[Document passage]:
————————
Many people harbour the mistaken idea that yeast was specifically designed for the creation of beer. This is far from being the truth, for yeasts are among the most common organisms known to mankind. They are widely disseminated in nature, being present in soil, water, air and are found on practically everything we wear, see, or touch. They are single cell, microscopic plants, classified under the broad group "Eumycetes" which includes mould and fungi. There are hundreds of species known to mankind; however, of these species, only a few are of any value to the brewer. All yeasts are included under the genus "Saccharomyces", but there are many sub-species. The brewer is only concerned with a very few varieties of the species "Saccharomyces cereviseae".
The valuable yeasts are divided into lager and ale yeasts. Lager yeast cells are oval in shape and are bottom fermenters; as fermentation progresses, they settle out into the bottom of the fermenting tank, the yeast being removed after the beer is withdrawn from the tank. Ale yeast cells are circular and top fermenters; that is, the yeast rises to the surface during fermentation, and is skimmed off for later use.
Each yeast cell is a separate entity, capable of carrying out all the life functions peculiar to higher forms. It uses food: this microscopic single celled living unit is capable of utilising nutrient materials, replenishing its own protoplasmic content and synthesising new compounds, as complicated as nucleo-proteins and vitamins. The cell wall is about 20% of the dry weight of the cell and is mainly carbohydrate in nature, consisting of hemicelluloses, highly polymerised glycogen and phosphates and is semi-permeable. This cell wall prevents passage of colloidal material but permits diffusion of simple molecular nutrient materials and excretion of the waste products, alcohol and carbon dioxide, as well as nitrogenous substances and other byproducts. All changes are initiated by enzyme complexes, the chief one being zymase. Microscopic examination reveals little to explain the complex changes initiated by yeast. The cytoplasm of a young vigorous cell appears dense, smooth and clear. Within it, we observe a vacuole containing refractive particles and glycogen. The nucleus is barely discernible, located near the vacuole.
————————
[Activity A]: According to the yeast passage, why is it mistaken to think that yeast was designed specifically for making beer? Answer in one to three sentences.
[Activity B]: In the yeast passage, what is named as the chief enzyme complex that initiates the changes in a yeast cell?
[Activity C]: Reproduce everything in the yeast passage from "The valuable yeasts" down to "for later use.".
————————
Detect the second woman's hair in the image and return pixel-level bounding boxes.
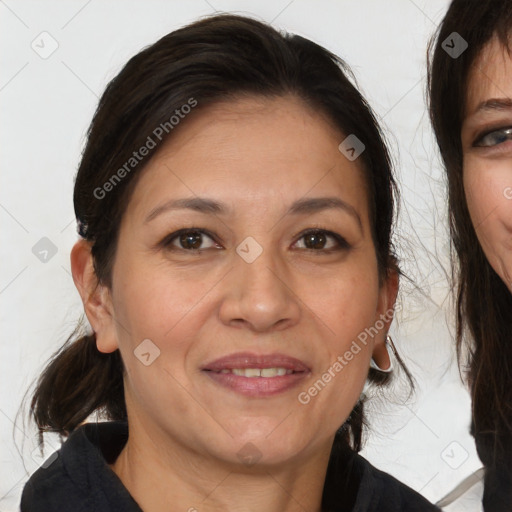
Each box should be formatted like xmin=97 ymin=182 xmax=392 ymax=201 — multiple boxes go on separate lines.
xmin=428 ymin=0 xmax=512 ymax=504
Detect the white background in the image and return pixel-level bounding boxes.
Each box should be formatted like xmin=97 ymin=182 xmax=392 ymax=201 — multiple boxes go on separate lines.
xmin=0 ymin=0 xmax=480 ymax=512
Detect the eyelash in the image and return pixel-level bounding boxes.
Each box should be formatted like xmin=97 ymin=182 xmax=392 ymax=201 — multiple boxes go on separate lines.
xmin=473 ymin=126 xmax=512 ymax=148
xmin=159 ymin=227 xmax=351 ymax=254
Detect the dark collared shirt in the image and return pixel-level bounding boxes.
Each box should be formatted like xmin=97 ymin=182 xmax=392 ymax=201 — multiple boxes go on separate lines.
xmin=21 ymin=422 xmax=440 ymax=512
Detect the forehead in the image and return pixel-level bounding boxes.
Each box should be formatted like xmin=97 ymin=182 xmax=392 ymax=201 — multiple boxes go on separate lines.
xmin=466 ymin=36 xmax=512 ymax=115
xmin=126 ymin=97 xmax=366 ymax=221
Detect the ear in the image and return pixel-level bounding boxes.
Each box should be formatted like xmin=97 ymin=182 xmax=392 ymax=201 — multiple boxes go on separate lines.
xmin=71 ymin=240 xmax=118 ymax=353
xmin=372 ymin=268 xmax=399 ymax=370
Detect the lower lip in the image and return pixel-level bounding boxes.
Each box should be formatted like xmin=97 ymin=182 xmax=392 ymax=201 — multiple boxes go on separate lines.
xmin=205 ymin=371 xmax=309 ymax=397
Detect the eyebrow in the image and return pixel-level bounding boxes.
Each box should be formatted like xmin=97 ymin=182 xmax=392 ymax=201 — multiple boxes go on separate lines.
xmin=144 ymin=197 xmax=363 ymax=229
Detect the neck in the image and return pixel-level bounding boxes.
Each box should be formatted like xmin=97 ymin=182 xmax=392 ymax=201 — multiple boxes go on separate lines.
xmin=111 ymin=422 xmax=331 ymax=512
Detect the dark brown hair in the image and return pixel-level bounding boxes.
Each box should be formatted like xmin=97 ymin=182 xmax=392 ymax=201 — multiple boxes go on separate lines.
xmin=428 ymin=0 xmax=512 ymax=512
xmin=31 ymin=15 xmax=402 ymax=449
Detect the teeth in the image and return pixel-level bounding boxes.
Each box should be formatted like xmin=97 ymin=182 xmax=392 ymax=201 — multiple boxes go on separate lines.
xmin=224 ymin=368 xmax=293 ymax=377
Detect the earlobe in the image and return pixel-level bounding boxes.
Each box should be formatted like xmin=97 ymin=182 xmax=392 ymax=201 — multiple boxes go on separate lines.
xmin=71 ymin=240 xmax=118 ymax=353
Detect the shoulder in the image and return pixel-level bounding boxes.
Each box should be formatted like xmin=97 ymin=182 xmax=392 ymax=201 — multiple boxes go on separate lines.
xmin=358 ymin=455 xmax=441 ymax=512
xmin=324 ymin=447 xmax=440 ymax=512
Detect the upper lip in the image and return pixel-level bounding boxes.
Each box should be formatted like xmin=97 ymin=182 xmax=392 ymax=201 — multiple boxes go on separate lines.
xmin=201 ymin=352 xmax=310 ymax=372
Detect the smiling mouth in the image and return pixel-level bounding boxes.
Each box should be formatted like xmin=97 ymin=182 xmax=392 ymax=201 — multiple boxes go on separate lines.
xmin=207 ymin=368 xmax=298 ymax=378
xmin=201 ymin=352 xmax=311 ymax=398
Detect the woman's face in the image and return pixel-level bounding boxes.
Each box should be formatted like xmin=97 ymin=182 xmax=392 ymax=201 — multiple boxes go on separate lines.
xmin=462 ymin=38 xmax=512 ymax=290
xmin=95 ymin=98 xmax=396 ymax=463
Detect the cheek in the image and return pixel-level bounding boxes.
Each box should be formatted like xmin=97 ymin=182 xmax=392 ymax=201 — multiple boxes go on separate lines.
xmin=464 ymin=159 xmax=512 ymax=277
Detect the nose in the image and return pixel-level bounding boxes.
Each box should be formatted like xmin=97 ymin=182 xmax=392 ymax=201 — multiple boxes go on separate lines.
xmin=220 ymin=250 xmax=301 ymax=332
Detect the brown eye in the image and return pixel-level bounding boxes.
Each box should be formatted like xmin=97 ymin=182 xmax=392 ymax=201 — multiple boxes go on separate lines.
xmin=304 ymin=231 xmax=327 ymax=249
xmin=162 ymin=229 xmax=220 ymax=252
xmin=179 ymin=231 xmax=203 ymax=249
xmin=296 ymin=229 xmax=350 ymax=253
xmin=473 ymin=128 xmax=512 ymax=147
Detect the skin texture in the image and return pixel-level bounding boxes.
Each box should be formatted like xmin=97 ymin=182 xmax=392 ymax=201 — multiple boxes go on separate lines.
xmin=461 ymin=38 xmax=512 ymax=291
xmin=71 ymin=97 xmax=398 ymax=512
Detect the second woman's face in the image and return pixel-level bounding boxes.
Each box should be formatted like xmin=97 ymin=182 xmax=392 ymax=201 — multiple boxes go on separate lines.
xmin=99 ymin=98 xmax=394 ymax=463
xmin=462 ymin=39 xmax=512 ymax=291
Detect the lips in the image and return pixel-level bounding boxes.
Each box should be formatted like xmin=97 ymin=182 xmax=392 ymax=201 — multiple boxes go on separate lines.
xmin=201 ymin=353 xmax=311 ymax=397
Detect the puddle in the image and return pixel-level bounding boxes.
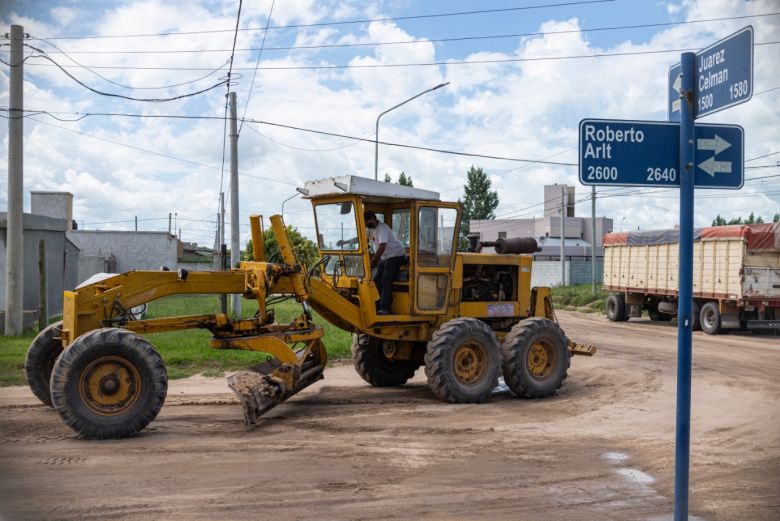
————————
[Task answer A]: Yeasts are among the most common organisms known, and they are widespread in nature. They occur in soil, water and air and on nearly everything people wear, see or touch. Of the hundreds of known species, only a few are of any value to the brewer.

[Task answer B]: Zymase.

[Task answer C]:
The valuable yeasts are divided into lager and ale yeasts. Lager yeast cells are oval in shape and are bottom fermenters; as fermentation progresses, they settle out into the bottom of the fermenting tank, the yeast being removed after the beer is withdrawn from the tank. Ale yeast cells are circular and top fermenters; that is, the yeast rises to the surface during fermentation, and is skimmed off for later use.